**Record excerpts**
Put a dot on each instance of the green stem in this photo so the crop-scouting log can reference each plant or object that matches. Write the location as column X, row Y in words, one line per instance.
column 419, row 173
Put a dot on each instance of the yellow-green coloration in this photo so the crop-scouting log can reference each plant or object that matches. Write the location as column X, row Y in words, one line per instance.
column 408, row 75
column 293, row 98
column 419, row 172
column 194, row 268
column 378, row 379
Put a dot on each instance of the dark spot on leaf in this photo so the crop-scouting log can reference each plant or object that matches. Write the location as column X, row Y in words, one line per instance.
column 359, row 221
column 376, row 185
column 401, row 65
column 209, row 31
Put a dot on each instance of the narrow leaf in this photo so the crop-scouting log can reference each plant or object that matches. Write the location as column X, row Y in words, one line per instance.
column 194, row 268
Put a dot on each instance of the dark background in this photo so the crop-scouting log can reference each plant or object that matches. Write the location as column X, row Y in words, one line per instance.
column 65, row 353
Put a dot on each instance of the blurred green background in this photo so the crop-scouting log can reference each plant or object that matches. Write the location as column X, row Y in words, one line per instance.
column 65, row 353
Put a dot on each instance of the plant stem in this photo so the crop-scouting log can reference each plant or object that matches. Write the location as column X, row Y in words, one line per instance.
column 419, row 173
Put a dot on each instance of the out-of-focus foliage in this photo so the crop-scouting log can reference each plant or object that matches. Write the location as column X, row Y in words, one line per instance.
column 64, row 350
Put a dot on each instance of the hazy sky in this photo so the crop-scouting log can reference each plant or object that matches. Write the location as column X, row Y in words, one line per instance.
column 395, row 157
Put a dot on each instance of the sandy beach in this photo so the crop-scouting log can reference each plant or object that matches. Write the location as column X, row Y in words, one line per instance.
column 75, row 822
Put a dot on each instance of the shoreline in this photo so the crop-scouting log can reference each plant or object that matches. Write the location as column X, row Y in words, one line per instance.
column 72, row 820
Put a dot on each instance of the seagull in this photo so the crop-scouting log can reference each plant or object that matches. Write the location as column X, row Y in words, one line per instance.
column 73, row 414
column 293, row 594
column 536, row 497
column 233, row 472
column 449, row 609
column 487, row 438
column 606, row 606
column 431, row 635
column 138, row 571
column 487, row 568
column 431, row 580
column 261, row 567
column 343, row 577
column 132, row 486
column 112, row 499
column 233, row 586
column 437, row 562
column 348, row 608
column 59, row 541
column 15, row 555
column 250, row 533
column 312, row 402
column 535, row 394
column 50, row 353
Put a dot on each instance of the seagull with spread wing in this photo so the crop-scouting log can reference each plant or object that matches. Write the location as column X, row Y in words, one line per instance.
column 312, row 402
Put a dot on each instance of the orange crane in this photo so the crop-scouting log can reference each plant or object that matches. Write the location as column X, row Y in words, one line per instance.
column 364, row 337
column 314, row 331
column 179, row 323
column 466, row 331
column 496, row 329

**Short task**
Please convert all the entries above into a Markdown table with two columns, Row and Entry line. Number each line in order and leave out any blank lines.

**The completed task**
| Row | Entry line |
|---|---|
| 1 | Put a dot on each instance of the green stem in this photo so the crop-scouting log can reference each plant or object that matches. Write the location as column X, row Y in words, one line per instance. |
| 2 | column 419, row 173 |
| 3 | Put a dot on each instance of the yellow-green coloration in this photo so the crop-scouting log can reference each plant or object that matches. Write the location as column X, row Y in words, one line per instance. |
| 4 | column 408, row 75 |
| 5 | column 293, row 98 |
| 6 | column 419, row 172 |
| 7 | column 194, row 268 |
| 8 | column 378, row 379 |
| 9 | Put a dot on each instance of the dark spot on leaf in this photo so the crop-scouting log can reference each plant or object that matches. Write the location as column X, row Y in words, one line per instance. |
| 10 | column 359, row 221 |
| 11 | column 376, row 185 |
| 12 | column 401, row 65 |
| 13 | column 209, row 31 |
| 14 | Put a dot on each instance of the narrow leaf in this photo so the crop-scouting log can reference each plant or object that matches. Write the location as column X, row Y in words, one line per instance. |
| 15 | column 194, row 268 |
| 16 | Put a dot on each instance of the dark background in this photo so the crop-scouting log can reference each plant or object that matches. Write the location as column X, row Y in words, one line per instance. |
| 17 | column 65, row 353 |
| 18 | Put a dot on each instance of the blurred green background in this photo so the crop-scouting log can reference each plant or object that matches. Write the location as column X, row Y in words, one line per instance. |
| 19 | column 65, row 353 |
| 20 | Put a dot on each instance of the plant stem in this photo so the crop-scouting log can reference each plant or object that matches. Write the location as column X, row Y in words, one line per instance. |
| 21 | column 419, row 173 |
| 22 | Put a dot on each instance of the out-of-focus foliage in this photo so the crop-scouting log can reference each plant or object that matches. Write the location as column X, row Y in words, one line per instance. |
| 23 | column 64, row 350 |
| 24 | Put a dot on each instance of the hazy sky in this photo so the crop-scouting log can reference each plant or object that matches. Write the location as column X, row Y in words, one line per instance. |
| 25 | column 395, row 157 |
| 26 | Put a dot on each instance of the sandy beach in this photo so the crop-scouting log can reference each plant or object that matches. Write the location as column X, row Y in words, one line per instance. |
| 27 | column 75, row 822 |
| 28 | Put a dot on each instance of the shoreline in this photo so the crop-scouting log can reference each plant or object that matches. Write the location as column X, row Y in words, one line per instance. |
| 29 | column 72, row 820 |
| 30 | Put a dot on each instance of the seagull in this photo so the crop-scouting log can reference each plant or object that matches. Write the location as column X, row Y in words, one line per instance. |
| 31 | column 73, row 414 |
| 32 | column 293, row 594 |
| 33 | column 536, row 497 |
| 34 | column 233, row 472 |
| 35 | column 449, row 609 |
| 36 | column 487, row 438 |
| 37 | column 606, row 606 |
| 38 | column 431, row 635 |
| 39 | column 138, row 571 |
| 40 | column 487, row 568 |
| 41 | column 431, row 580 |
| 42 | column 261, row 567 |
| 43 | column 343, row 577 |
| 44 | column 132, row 486 |
| 45 | column 112, row 499 |
| 46 | column 233, row 586 |
| 47 | column 437, row 562 |
| 48 | column 348, row 608 |
| 49 | column 59, row 541 |
| 50 | column 15, row 555 |
| 51 | column 250, row 533 |
| 52 | column 312, row 402 |
| 53 | column 535, row 394 |
| 54 | column 50, row 353 |
| 55 | Put a dot on each instance of the seagull with spread wing in this photo so the crop-scouting log can reference each plant or object that matches. Write the location as column X, row Y in words, one line per instance. |
| 56 | column 312, row 402 |
| 57 | Put a dot on each instance of the orange crane in this photo so the crop-scouting log can reference each plant or object that matches. Write the location as column X, row Y in words, one line per instance. |
| 58 | column 364, row 337 |
| 59 | column 314, row 331 |
| 60 | column 179, row 323 |
| 61 | column 466, row 331 |
| 62 | column 496, row 329 |